- Task
Search through the entries for the word "below" and copy every line that has it.

- Provided material
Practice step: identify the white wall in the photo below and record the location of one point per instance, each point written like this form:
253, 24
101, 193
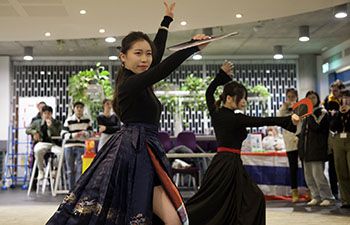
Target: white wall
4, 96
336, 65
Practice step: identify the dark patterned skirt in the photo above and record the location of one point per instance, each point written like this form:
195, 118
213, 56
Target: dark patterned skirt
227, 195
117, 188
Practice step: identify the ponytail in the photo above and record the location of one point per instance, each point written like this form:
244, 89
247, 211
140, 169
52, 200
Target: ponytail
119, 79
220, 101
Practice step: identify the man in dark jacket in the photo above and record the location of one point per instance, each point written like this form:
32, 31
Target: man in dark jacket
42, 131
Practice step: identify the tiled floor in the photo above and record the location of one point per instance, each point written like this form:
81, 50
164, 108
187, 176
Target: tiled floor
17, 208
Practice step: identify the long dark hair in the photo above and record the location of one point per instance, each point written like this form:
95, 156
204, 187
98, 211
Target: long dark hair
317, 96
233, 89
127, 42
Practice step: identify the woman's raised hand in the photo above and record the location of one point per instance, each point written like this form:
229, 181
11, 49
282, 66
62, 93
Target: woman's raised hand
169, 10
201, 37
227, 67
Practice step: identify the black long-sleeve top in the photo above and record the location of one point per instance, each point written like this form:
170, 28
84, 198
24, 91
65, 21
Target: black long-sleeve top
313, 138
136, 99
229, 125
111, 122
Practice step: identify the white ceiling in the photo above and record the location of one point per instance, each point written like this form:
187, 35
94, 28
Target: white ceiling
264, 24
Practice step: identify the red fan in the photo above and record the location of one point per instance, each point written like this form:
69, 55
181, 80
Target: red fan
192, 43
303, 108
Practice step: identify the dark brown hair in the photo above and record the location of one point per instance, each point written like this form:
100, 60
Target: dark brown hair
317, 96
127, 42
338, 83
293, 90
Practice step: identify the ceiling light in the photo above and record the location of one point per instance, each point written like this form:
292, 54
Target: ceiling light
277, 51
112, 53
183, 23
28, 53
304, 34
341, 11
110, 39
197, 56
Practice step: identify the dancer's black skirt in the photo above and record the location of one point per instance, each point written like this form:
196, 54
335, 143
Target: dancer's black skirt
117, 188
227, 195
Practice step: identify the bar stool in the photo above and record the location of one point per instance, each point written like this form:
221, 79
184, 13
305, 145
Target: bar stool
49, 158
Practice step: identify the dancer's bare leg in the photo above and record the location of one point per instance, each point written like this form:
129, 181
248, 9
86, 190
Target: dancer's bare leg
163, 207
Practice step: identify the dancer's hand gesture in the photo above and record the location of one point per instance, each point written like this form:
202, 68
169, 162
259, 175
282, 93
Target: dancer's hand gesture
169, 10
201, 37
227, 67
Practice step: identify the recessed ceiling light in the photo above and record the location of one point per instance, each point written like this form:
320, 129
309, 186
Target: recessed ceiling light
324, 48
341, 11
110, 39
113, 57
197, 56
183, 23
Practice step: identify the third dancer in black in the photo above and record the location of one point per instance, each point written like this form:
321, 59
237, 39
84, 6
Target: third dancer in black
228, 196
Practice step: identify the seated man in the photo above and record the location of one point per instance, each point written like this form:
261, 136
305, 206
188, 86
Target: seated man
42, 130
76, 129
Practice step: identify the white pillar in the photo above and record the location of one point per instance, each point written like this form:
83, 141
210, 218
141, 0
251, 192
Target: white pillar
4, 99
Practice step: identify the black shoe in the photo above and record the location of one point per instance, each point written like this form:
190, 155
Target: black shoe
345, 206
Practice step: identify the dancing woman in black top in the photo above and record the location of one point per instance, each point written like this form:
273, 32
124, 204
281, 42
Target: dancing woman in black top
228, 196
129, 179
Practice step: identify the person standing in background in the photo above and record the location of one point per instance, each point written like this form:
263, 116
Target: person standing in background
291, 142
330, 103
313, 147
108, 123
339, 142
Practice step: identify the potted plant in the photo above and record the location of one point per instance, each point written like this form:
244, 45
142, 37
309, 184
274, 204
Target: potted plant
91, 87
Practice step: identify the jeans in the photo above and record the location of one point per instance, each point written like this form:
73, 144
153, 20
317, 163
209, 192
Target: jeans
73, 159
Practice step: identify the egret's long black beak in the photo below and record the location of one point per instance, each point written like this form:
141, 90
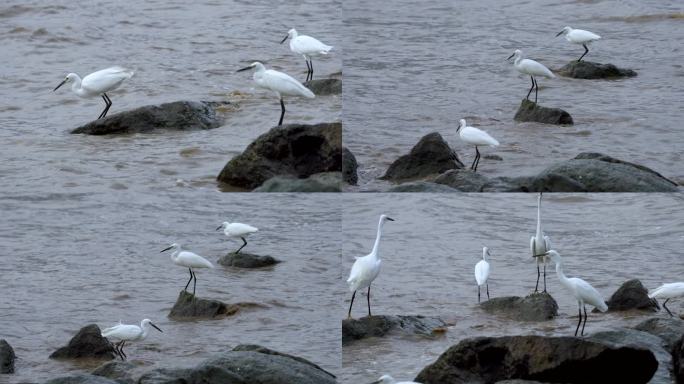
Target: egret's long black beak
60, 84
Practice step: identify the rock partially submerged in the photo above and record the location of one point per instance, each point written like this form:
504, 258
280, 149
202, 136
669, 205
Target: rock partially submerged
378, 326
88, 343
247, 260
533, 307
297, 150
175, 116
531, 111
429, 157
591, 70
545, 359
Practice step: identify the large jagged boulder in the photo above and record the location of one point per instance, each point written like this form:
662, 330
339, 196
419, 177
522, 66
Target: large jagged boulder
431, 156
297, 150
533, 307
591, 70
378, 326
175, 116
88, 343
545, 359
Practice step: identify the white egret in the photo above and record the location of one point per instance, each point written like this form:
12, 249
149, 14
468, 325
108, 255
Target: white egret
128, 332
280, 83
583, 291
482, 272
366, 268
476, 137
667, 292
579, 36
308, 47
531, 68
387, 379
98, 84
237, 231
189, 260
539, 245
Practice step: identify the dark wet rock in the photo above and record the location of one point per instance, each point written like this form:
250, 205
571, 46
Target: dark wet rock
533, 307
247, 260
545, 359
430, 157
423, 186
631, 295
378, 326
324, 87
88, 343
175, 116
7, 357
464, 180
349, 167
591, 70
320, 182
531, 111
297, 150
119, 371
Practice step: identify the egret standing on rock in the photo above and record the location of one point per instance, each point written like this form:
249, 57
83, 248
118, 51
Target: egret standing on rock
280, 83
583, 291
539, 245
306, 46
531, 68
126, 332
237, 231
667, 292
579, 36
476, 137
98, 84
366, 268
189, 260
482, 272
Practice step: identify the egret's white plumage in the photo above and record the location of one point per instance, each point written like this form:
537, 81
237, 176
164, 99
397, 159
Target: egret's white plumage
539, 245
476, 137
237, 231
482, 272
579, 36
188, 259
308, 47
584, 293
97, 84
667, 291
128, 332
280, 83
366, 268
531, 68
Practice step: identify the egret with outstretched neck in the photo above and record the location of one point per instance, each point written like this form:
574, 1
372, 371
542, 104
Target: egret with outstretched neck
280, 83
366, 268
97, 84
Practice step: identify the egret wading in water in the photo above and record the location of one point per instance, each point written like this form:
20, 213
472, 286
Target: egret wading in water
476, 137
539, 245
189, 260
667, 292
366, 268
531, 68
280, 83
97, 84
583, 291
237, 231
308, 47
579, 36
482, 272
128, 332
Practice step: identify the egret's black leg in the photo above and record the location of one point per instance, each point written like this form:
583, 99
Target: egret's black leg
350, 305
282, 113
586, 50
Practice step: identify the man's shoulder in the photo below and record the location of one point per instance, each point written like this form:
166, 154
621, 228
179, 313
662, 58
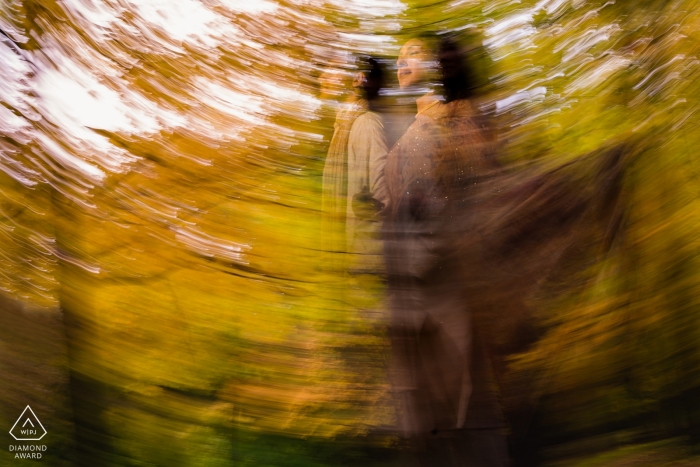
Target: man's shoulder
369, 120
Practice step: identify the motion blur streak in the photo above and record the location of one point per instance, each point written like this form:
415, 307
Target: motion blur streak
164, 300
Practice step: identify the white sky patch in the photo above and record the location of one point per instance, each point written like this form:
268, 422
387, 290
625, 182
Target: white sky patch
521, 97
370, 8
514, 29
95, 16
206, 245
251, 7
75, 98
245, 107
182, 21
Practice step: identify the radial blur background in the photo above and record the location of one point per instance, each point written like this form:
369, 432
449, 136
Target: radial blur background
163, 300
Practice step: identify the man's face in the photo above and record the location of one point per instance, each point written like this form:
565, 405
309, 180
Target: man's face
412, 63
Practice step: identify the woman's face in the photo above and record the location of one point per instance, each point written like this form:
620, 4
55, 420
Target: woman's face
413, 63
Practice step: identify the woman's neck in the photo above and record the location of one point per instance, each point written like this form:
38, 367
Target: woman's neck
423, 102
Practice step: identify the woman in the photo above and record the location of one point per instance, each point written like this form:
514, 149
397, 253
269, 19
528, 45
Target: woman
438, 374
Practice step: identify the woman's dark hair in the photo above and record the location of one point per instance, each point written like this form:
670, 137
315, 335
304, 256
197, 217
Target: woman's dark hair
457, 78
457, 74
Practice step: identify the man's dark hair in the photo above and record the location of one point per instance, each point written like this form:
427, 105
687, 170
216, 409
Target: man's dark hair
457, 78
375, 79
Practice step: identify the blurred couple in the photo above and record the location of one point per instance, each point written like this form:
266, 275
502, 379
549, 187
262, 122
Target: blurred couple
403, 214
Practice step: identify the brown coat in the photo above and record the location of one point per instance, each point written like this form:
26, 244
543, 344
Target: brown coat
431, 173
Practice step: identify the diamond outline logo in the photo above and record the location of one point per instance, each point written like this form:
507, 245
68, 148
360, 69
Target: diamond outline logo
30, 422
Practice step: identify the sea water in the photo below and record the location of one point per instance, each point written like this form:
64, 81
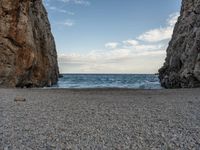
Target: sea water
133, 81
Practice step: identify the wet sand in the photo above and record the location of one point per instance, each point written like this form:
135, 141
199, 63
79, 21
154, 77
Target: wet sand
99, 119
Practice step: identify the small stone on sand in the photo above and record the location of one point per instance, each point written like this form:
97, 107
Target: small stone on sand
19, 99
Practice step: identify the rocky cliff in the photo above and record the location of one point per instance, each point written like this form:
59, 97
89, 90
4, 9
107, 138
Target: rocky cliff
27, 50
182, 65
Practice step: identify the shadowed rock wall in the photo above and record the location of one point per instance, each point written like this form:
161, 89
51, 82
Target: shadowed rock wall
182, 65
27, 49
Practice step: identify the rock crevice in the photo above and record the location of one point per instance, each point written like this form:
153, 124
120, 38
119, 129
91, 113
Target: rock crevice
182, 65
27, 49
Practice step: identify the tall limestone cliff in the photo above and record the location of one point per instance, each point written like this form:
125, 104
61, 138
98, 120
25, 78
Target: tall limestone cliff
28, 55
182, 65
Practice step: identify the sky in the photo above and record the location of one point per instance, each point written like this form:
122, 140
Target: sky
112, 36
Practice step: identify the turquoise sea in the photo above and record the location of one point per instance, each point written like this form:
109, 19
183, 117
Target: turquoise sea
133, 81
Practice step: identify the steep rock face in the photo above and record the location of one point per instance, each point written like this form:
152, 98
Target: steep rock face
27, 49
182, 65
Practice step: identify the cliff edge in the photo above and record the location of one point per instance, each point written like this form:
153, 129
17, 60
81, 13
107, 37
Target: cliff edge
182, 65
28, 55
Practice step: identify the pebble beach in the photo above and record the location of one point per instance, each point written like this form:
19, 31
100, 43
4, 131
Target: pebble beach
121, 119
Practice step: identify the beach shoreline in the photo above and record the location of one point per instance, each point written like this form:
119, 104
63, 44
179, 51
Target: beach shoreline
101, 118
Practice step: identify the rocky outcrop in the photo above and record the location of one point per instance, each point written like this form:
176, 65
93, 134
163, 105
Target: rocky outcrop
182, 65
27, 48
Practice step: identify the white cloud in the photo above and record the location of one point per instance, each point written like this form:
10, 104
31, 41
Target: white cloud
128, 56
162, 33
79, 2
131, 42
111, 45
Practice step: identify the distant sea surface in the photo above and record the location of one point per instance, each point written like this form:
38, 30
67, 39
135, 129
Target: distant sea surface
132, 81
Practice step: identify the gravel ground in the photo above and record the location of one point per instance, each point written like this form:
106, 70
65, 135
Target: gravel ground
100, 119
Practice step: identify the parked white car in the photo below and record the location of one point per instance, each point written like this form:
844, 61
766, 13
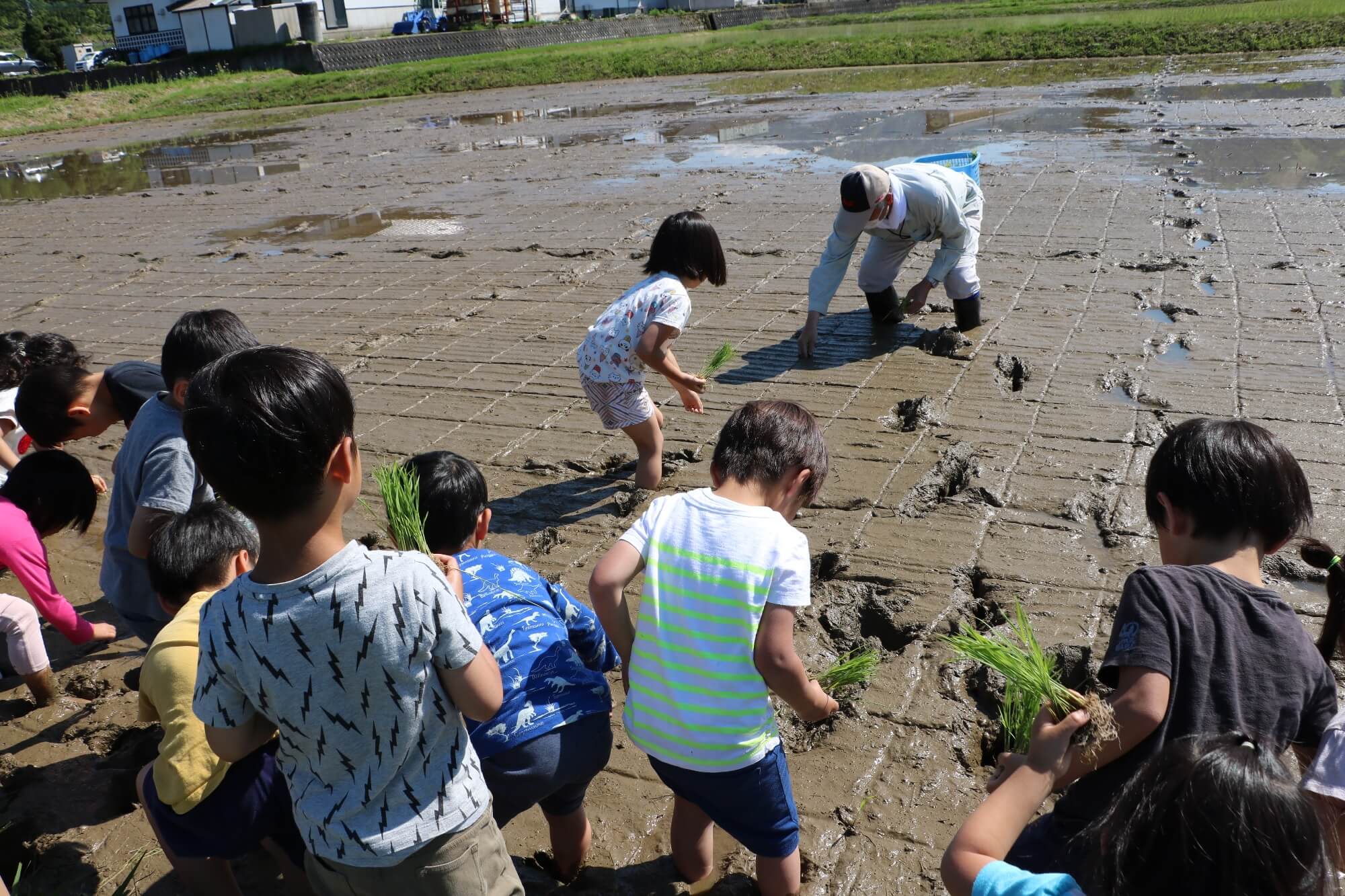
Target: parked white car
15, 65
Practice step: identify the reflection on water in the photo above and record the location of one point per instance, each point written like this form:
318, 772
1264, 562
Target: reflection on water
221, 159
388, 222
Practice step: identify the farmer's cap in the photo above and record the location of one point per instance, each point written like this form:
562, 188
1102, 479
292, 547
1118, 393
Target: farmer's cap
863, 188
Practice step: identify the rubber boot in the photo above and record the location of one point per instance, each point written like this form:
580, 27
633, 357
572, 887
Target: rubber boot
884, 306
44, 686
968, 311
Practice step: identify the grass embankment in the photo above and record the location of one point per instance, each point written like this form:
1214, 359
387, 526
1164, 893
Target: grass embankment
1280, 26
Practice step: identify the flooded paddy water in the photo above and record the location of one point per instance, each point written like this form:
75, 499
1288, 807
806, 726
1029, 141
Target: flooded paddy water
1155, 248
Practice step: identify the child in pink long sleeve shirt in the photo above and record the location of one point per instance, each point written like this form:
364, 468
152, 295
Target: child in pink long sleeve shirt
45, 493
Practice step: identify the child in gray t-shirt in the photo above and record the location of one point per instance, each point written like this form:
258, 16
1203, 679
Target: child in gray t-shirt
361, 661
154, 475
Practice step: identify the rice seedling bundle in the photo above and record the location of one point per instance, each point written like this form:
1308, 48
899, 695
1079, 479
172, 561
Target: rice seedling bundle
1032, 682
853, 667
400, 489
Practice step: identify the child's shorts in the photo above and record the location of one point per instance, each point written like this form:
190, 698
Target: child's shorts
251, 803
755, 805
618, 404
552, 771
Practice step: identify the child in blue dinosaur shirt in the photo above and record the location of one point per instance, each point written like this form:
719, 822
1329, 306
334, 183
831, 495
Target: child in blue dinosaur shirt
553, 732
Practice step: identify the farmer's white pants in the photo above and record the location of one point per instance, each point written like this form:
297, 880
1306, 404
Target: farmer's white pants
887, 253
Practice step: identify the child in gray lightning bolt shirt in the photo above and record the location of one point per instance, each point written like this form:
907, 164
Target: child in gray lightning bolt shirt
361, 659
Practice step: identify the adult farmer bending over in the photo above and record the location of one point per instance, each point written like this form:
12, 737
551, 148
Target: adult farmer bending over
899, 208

- Expected answer
Practice step: identify the white wall in the photo below and record the location of one point per instance, each point written like this form:
Practice step: identify the egret's long black beak in the photo below and record the location of one point per instance, each point written like this form:
Practice step: identify the man's shoulder in the photo below and record the location of one point per instance, each point written like this form:
Practice step: identify the sea water in the photo below and record the location of one point per instance, each point written like this form:
Practice step: identify the parked white car in the photo below and record the location of one point per instance, each point written like this form:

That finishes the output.